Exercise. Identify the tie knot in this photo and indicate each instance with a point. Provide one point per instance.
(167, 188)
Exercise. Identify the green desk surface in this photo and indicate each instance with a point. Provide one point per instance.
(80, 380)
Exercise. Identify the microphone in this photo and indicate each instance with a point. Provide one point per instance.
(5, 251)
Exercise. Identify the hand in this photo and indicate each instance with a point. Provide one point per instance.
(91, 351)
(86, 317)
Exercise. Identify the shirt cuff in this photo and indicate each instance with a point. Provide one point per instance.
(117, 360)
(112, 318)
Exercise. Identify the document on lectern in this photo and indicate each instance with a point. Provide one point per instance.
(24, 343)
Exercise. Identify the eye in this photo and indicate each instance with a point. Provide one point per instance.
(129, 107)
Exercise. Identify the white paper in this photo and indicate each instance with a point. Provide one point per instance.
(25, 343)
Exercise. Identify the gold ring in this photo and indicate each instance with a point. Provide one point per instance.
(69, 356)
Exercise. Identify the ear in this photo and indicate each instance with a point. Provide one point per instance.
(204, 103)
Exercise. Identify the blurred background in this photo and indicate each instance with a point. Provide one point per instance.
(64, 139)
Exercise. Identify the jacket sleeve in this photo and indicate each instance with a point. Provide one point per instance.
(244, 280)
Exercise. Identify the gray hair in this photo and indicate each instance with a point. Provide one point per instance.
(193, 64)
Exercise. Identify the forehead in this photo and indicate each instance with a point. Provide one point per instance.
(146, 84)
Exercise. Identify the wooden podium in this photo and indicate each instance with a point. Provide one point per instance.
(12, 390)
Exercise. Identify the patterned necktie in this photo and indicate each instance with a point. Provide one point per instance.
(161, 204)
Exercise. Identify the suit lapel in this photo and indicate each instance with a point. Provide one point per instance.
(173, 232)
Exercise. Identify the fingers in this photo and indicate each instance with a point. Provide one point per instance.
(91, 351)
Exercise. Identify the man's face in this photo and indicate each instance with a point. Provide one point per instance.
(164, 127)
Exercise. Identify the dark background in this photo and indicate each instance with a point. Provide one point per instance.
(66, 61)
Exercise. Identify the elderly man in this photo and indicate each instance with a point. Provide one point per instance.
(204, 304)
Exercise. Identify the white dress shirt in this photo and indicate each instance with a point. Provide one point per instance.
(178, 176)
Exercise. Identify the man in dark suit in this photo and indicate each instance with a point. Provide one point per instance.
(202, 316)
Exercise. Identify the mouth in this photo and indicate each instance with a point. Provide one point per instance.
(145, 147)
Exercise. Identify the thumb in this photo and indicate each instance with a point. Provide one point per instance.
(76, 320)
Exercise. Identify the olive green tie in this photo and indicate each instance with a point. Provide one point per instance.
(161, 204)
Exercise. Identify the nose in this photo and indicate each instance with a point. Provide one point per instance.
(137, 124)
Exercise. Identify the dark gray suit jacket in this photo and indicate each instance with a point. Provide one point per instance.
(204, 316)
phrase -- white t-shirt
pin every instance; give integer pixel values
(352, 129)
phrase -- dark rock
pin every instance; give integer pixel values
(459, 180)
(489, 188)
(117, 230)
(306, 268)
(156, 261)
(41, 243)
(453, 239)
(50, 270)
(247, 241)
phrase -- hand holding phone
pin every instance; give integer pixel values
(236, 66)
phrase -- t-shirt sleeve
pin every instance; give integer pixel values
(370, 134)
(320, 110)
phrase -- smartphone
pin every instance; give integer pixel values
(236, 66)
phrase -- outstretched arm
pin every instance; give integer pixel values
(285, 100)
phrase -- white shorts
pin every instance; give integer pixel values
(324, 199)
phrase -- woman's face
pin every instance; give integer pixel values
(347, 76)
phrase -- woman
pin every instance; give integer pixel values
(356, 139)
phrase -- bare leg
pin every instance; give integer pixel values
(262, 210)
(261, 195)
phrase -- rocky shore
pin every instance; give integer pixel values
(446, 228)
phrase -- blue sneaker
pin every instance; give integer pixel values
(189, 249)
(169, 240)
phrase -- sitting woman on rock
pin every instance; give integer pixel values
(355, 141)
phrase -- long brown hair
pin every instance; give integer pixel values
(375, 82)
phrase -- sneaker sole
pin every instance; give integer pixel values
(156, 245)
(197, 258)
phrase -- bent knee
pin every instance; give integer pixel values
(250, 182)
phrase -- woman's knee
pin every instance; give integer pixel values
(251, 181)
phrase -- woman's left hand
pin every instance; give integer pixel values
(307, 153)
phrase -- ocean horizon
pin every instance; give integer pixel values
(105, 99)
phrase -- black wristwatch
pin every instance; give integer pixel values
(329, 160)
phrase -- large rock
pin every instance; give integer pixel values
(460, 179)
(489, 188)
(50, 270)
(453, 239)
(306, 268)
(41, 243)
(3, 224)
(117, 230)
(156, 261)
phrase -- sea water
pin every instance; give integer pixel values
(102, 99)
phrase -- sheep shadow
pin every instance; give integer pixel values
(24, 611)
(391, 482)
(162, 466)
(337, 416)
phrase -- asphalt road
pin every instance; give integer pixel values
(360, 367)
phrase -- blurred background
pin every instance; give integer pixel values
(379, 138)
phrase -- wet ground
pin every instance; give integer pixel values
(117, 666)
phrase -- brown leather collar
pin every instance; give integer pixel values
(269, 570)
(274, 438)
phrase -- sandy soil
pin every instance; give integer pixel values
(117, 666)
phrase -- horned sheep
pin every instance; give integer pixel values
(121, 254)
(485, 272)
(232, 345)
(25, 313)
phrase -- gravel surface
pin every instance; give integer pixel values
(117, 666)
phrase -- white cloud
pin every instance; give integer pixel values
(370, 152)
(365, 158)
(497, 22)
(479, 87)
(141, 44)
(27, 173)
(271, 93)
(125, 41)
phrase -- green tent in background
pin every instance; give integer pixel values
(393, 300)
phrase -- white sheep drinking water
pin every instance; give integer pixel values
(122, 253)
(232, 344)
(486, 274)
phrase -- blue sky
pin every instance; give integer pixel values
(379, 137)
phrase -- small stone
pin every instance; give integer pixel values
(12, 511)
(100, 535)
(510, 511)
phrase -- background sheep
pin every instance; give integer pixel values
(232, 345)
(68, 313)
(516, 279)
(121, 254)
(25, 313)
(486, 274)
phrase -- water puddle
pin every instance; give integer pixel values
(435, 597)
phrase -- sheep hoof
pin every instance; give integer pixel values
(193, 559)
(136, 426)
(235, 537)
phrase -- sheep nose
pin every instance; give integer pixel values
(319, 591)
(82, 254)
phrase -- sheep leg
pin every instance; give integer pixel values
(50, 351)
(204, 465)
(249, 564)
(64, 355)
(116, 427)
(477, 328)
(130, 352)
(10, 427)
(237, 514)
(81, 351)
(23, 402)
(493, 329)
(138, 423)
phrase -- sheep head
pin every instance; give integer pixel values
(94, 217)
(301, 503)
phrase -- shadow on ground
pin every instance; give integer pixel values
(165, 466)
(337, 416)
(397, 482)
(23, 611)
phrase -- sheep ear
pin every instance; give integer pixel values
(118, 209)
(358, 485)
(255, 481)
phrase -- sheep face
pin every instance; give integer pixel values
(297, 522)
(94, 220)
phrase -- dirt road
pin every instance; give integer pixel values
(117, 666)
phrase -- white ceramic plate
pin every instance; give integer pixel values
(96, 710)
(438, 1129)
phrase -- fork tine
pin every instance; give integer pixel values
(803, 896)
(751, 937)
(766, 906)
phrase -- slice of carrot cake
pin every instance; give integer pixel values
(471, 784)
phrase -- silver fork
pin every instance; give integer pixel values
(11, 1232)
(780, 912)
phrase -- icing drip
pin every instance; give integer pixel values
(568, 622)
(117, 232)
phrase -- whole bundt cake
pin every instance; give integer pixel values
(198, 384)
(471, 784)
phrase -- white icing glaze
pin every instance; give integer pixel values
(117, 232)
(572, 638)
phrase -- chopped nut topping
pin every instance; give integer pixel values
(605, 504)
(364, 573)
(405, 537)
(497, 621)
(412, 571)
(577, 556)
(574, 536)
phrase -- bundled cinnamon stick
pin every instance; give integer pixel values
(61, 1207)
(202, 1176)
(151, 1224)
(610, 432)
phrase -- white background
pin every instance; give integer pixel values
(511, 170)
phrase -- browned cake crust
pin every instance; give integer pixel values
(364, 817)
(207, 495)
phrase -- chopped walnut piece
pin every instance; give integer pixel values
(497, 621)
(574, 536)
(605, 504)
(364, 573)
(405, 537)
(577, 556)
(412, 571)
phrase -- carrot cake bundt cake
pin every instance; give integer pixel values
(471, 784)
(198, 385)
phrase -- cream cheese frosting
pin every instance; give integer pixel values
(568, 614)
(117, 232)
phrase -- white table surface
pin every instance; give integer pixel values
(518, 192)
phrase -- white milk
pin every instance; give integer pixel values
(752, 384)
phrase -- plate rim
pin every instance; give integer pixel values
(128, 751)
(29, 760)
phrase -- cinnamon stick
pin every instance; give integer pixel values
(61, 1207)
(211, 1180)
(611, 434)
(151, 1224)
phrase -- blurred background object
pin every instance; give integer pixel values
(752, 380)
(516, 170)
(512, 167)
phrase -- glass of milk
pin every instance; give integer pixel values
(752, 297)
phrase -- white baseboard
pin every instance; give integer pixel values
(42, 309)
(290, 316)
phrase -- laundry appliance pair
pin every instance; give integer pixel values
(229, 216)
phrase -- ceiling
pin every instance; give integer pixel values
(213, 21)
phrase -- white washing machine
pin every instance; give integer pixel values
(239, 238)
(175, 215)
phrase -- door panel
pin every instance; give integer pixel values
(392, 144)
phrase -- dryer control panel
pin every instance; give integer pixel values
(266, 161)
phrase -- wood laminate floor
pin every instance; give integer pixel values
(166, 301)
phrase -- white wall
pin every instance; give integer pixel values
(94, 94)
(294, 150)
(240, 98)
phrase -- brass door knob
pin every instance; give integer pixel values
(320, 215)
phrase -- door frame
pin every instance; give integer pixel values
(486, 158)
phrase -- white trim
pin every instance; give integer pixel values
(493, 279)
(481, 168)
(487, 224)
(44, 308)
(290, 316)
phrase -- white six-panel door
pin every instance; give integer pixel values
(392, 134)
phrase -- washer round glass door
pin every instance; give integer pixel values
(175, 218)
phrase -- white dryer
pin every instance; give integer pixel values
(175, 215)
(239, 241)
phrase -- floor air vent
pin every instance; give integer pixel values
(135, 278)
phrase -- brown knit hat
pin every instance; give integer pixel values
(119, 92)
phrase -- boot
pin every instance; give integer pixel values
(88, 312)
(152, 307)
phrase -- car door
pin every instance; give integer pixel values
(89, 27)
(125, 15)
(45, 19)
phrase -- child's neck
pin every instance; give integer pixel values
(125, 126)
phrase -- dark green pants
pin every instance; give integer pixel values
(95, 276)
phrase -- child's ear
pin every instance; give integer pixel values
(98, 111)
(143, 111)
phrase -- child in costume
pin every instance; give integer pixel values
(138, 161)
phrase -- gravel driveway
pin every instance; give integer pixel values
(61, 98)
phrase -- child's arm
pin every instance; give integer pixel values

────────────────

**Work to be completed:** Scan the data above for the word "knee". Copy every line in which it is found.

**Answer box:**
phrase -- bent knee
phrase -- woman's knee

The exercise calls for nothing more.